GIVEN DATA
BEGIN
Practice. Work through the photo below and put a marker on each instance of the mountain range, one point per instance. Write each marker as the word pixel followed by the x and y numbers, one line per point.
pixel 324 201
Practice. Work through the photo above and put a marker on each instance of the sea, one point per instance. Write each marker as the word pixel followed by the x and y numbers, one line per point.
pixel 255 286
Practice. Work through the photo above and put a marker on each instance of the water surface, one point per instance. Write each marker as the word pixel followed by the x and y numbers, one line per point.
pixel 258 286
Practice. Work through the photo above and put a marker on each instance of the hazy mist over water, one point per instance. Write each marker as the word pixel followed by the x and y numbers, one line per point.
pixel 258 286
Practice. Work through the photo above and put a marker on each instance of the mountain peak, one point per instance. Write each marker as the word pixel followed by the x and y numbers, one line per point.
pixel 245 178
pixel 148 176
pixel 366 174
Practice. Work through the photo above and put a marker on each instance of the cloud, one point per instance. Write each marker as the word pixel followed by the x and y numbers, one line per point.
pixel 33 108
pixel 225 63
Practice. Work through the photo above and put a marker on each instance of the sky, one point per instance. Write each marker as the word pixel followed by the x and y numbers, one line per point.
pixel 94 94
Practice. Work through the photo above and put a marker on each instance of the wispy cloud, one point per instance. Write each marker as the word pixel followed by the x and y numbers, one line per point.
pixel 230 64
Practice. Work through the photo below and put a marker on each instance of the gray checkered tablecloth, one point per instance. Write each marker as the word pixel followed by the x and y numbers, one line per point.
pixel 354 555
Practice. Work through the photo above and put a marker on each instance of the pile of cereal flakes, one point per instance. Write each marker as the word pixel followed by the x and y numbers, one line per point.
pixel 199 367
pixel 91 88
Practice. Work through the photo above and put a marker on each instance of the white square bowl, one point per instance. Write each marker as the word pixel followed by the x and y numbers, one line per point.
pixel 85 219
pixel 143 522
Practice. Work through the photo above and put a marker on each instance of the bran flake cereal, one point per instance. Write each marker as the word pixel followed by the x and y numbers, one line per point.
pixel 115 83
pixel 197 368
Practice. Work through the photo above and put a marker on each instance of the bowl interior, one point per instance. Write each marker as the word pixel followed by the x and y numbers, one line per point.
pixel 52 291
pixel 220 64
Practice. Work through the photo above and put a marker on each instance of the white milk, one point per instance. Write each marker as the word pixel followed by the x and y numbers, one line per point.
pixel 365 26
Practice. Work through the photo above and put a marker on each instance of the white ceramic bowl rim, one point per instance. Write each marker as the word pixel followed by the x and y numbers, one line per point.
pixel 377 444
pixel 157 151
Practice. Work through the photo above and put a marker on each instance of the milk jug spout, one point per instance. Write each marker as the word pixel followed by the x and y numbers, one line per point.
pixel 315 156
END
WHAT TO PRODUCE
Your answer must be an exact copy of every entry above.

EXERCISE RESPONSE
Practice. Work through the photo below and put a marker on each instance of the mountain range, one point per instance. Write each marker as the word pixel followed by the x and y numbers, one line per point.
pixel 324 201
Practice. Work through the photo above and put a marker on each instance of the sea, one point per instance. Write each marker as the word pixel followed by the x and y numbers, one line per point.
pixel 255 286
Practice. Work through the photo above and put a marker on each instance of the water surface, one point per instance. Write each marker as the word pixel followed by the x and y numbers, one line per point.
pixel 258 286
Practice. Work through the photo above and put a marker on each instance of the hazy mist over water, one point per instance. Write each marker as the word pixel followed by the x and y numbers, one line per point.
pixel 258 286
Practice. Work through the photo above and put a marker on each instance of the mountain peak, one point per instance. Write each marker as the word pixel followed by the x and y numbers, one line per point.
pixel 245 178
pixel 148 176
pixel 366 174
Practice. Work through the photo above and put a marker on each instance of the cloud, one point per instance. Write each marker as the word pixel followed by the x and y numbers, one line per point.
pixel 33 108
pixel 225 63
Practice. Work through the photo above and put a marker on each instance of the sky, one point per instance. Write each marker as the word pixel followed by the x and y numbers, one line per point.
pixel 94 94
Practice. Work through the photo above and put a marker on each instance of the wispy cloud, one point per instance. Write each marker as the word pixel followed by the x and y numbers, one line per point.
pixel 230 64
Practice. Work through the photo below and put a marker on each instance of the gray checkered tablecloth, one point per instance. Write each marker as the word pixel followed by the x and y numbers, one line per point.
pixel 354 555
Practice. Work through the photo above and put a marker on each instance of the pile of cereal flakes, one point per instance. Write each marker as the word pixel followed by the x and y numbers, one line per point.
pixel 199 367
pixel 91 88
Practice. Work through the photo above and put a marker on each instance of the white square bowl, one point per instance. Write each marker as the word pixel followed by the x and y numbers, one line per point.
pixel 85 219
pixel 143 522
Practice. Work through the photo above and put a marker on each instance of the bran flake cereal, one point per instance. Write each marker as the word pixel followed by the x and y numbers, one line per point.
pixel 115 83
pixel 197 368
Practice. Work through the photo above and put a marker on each instance of the bowl interior, one point per instance. Write each marker as the word pixel followed by the x and y numbers, one line per point.
pixel 52 291
pixel 220 64
Practice. Work through the photo above and put a marker on each instance of the white milk, one point per instance. Write each marker as the word pixel followed by the x and y numbers, one line per point.
pixel 365 26
Practice. Work through the photo above and put a marker on each instance of the white ceramic bowl rim, one point per instance. Write each marker as the word pixel followed by the x and y numbers, one line per point.
pixel 377 444
pixel 157 151
Practice. Work through the photo above and put a marker on each instance of the milk jug spout, one point per instance. Write each marker as the word pixel followed by the x and y numbers, one line per point.
pixel 315 156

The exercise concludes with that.